### Anforderung:
Stelle jede Zeile der gesamten Auflistung unten als JSON-Liste von Zeichenketten dar, eine Zeichenkette pro Zeile und ohne Leerzeilen.

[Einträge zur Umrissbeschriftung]

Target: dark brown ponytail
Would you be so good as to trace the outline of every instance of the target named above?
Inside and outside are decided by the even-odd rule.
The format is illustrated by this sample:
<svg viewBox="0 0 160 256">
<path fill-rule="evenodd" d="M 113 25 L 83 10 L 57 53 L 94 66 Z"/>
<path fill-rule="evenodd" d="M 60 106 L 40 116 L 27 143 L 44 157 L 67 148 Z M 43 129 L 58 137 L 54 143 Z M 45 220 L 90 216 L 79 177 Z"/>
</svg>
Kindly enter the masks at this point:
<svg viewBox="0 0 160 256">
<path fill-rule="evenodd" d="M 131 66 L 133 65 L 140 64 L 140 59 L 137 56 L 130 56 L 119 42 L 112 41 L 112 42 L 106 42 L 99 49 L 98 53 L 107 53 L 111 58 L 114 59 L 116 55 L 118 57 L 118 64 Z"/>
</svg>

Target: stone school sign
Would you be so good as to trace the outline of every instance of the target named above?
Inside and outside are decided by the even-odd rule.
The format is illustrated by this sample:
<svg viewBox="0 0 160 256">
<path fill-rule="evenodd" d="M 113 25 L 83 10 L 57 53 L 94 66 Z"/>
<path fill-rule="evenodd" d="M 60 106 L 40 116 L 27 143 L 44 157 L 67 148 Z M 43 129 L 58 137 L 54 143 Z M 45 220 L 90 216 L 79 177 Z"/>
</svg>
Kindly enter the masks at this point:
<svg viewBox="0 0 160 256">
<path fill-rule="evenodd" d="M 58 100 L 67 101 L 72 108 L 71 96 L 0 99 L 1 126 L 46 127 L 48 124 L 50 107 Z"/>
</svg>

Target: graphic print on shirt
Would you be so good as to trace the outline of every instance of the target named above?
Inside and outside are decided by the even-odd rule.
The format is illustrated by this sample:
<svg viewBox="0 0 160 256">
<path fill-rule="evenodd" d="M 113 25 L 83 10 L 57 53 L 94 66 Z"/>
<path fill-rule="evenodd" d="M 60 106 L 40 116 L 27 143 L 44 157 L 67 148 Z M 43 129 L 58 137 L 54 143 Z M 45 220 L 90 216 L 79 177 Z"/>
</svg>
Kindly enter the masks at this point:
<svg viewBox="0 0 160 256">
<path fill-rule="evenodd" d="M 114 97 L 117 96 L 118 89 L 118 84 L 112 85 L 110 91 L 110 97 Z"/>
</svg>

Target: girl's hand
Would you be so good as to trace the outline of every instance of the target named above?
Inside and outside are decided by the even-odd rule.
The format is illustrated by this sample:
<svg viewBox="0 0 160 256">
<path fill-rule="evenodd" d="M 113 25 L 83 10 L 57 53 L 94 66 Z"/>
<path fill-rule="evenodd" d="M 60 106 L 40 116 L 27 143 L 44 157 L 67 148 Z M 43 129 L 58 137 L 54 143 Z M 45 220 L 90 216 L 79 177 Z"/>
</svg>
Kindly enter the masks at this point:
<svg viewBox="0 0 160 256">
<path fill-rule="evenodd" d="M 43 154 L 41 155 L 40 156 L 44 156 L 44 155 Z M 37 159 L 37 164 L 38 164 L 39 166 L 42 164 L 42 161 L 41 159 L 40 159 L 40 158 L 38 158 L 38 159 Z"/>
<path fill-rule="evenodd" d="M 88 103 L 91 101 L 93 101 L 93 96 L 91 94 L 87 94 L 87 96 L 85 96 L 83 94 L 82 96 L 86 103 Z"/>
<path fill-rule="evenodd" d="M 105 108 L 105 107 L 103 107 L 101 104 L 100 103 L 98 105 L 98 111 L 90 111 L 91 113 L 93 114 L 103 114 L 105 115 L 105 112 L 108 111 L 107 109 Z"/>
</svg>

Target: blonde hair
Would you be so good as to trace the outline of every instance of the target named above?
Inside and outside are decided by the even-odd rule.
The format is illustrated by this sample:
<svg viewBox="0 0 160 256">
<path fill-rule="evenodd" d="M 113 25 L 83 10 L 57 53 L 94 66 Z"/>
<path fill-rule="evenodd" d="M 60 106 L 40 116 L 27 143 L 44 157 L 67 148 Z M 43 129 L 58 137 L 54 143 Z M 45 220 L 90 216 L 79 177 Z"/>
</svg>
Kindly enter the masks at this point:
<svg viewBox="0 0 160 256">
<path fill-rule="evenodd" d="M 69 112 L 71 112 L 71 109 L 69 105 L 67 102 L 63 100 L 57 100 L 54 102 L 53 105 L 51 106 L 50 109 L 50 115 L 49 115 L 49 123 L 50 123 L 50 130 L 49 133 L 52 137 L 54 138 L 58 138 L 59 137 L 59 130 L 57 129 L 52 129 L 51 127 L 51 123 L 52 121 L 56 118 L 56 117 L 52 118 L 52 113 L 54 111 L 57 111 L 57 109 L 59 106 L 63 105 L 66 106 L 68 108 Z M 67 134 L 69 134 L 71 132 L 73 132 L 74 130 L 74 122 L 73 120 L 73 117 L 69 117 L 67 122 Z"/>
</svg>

### Ausgabe:
[
  "Target: dark brown ponytail",
  "Would you be so good as to trace the outline of every instance of the target named above?",
  "Inside and outside are decided by the even-odd rule.",
  "The format is illustrated by this sample:",
  "<svg viewBox=\"0 0 160 256\">",
  "<path fill-rule=\"evenodd\" d=\"M 113 25 L 83 10 L 57 53 L 94 66 Z\"/>",
  "<path fill-rule=\"evenodd\" d=\"M 60 106 L 40 116 L 27 143 L 44 157 L 67 148 Z M 43 129 L 58 137 L 54 143 Z M 45 220 L 90 216 L 79 177 Z\"/>",
  "</svg>",
  "Kindly enter the masks at this point:",
  "<svg viewBox=\"0 0 160 256\">",
  "<path fill-rule=\"evenodd\" d=\"M 131 66 L 133 65 L 140 64 L 140 59 L 137 56 L 130 56 L 119 42 L 112 41 L 112 42 L 106 42 L 99 49 L 98 53 L 107 53 L 111 58 L 114 59 L 116 55 L 118 57 L 118 64 Z\"/>",
  "</svg>",
  "Target: stone school sign",
  "Would you be so good as to trace the outline of every instance of the target named above?",
  "Inside and outside are decided by the even-odd rule.",
  "The format is illustrated by this sample:",
  "<svg viewBox=\"0 0 160 256\">",
  "<path fill-rule=\"evenodd\" d=\"M 113 25 L 83 10 L 57 53 L 94 66 Z\"/>",
  "<path fill-rule=\"evenodd\" d=\"M 60 106 L 40 116 L 27 143 L 44 157 L 67 148 Z M 43 129 L 58 137 L 54 143 Z M 45 220 L 90 216 L 79 177 Z\"/>",
  "</svg>",
  "Kindly enter the masks at this point:",
  "<svg viewBox=\"0 0 160 256\">",
  "<path fill-rule=\"evenodd\" d=\"M 58 100 L 67 101 L 72 108 L 71 96 L 0 99 L 1 126 L 46 127 L 48 124 L 50 107 Z\"/>",
  "</svg>",
  "Target: graphic print on shirt",
  "Would you be so good as to trace the outline of every instance of the target named above?",
  "Inside and outside are decided by the even-odd rule.",
  "The format is illustrated by this sample:",
  "<svg viewBox=\"0 0 160 256\">",
  "<path fill-rule=\"evenodd\" d=\"M 113 25 L 83 10 L 57 53 L 94 66 Z\"/>",
  "<path fill-rule=\"evenodd\" d=\"M 60 106 L 40 116 L 27 143 L 44 157 L 67 148 Z M 43 129 L 58 137 L 54 143 Z M 45 220 L 90 216 L 79 177 Z\"/>",
  "</svg>",
  "Kindly enter the masks at this point:",
  "<svg viewBox=\"0 0 160 256\">",
  "<path fill-rule=\"evenodd\" d=\"M 114 97 L 117 96 L 118 89 L 118 84 L 112 85 L 110 91 L 110 97 Z\"/>",
  "</svg>",
  "Target: girl's hand",
  "Would you be so good as to trace the outline of every instance of the target named above?",
  "Inside and outside are decided by the even-odd rule.",
  "The format is illustrated by this sample:",
  "<svg viewBox=\"0 0 160 256\">",
  "<path fill-rule=\"evenodd\" d=\"M 113 25 L 83 10 L 57 53 L 94 66 Z\"/>",
  "<path fill-rule=\"evenodd\" d=\"M 60 106 L 40 116 L 27 143 L 44 157 L 67 148 Z M 43 129 L 58 137 L 54 143 Z M 45 220 L 90 216 L 79 177 Z\"/>",
  "</svg>",
  "Kindly enter the masks at this point:",
  "<svg viewBox=\"0 0 160 256\">",
  "<path fill-rule=\"evenodd\" d=\"M 43 154 L 41 155 L 40 156 L 44 156 L 44 155 Z M 37 159 L 37 164 L 38 164 L 39 166 L 42 164 L 42 161 L 41 159 L 40 159 L 40 158 L 38 158 L 38 159 Z\"/>",
  "<path fill-rule=\"evenodd\" d=\"M 88 103 L 91 101 L 93 101 L 93 96 L 91 94 L 87 94 L 87 96 L 85 96 L 83 94 L 82 96 L 86 103 Z\"/>",
  "<path fill-rule=\"evenodd\" d=\"M 105 108 L 105 107 L 103 107 L 101 104 L 100 103 L 98 105 L 98 111 L 90 111 L 91 113 L 93 114 L 103 114 L 105 115 L 105 112 L 108 111 L 107 109 Z\"/>",
  "</svg>",
  "Target: blonde hair",
  "Would you be so good as to trace the outline of every instance of the target named above?",
  "Inside and outside are decided by the even-odd rule.",
  "The format is illustrated by this sample:",
  "<svg viewBox=\"0 0 160 256\">",
  "<path fill-rule=\"evenodd\" d=\"M 113 25 L 83 10 L 57 53 L 94 66 Z\"/>",
  "<path fill-rule=\"evenodd\" d=\"M 60 106 L 40 116 L 27 143 L 44 157 L 67 148 Z M 43 129 L 58 137 L 54 143 Z M 45 220 L 90 216 L 79 177 Z\"/>",
  "</svg>",
  "Kindly enter the masks at this point:",
  "<svg viewBox=\"0 0 160 256\">",
  "<path fill-rule=\"evenodd\" d=\"M 69 112 L 71 112 L 71 109 L 69 105 L 67 102 L 63 100 L 57 100 L 54 102 L 53 105 L 51 106 L 50 109 L 50 115 L 49 115 L 49 123 L 50 123 L 50 130 L 49 133 L 52 137 L 54 138 L 58 138 L 59 137 L 59 130 L 57 129 L 52 129 L 51 127 L 51 123 L 52 121 L 56 118 L 56 117 L 52 118 L 52 113 L 54 111 L 57 111 L 57 109 L 59 106 L 63 105 L 66 106 L 68 108 Z M 67 134 L 69 134 L 71 132 L 73 132 L 74 130 L 74 122 L 73 120 L 73 117 L 69 117 L 67 122 Z\"/>",
  "</svg>"
]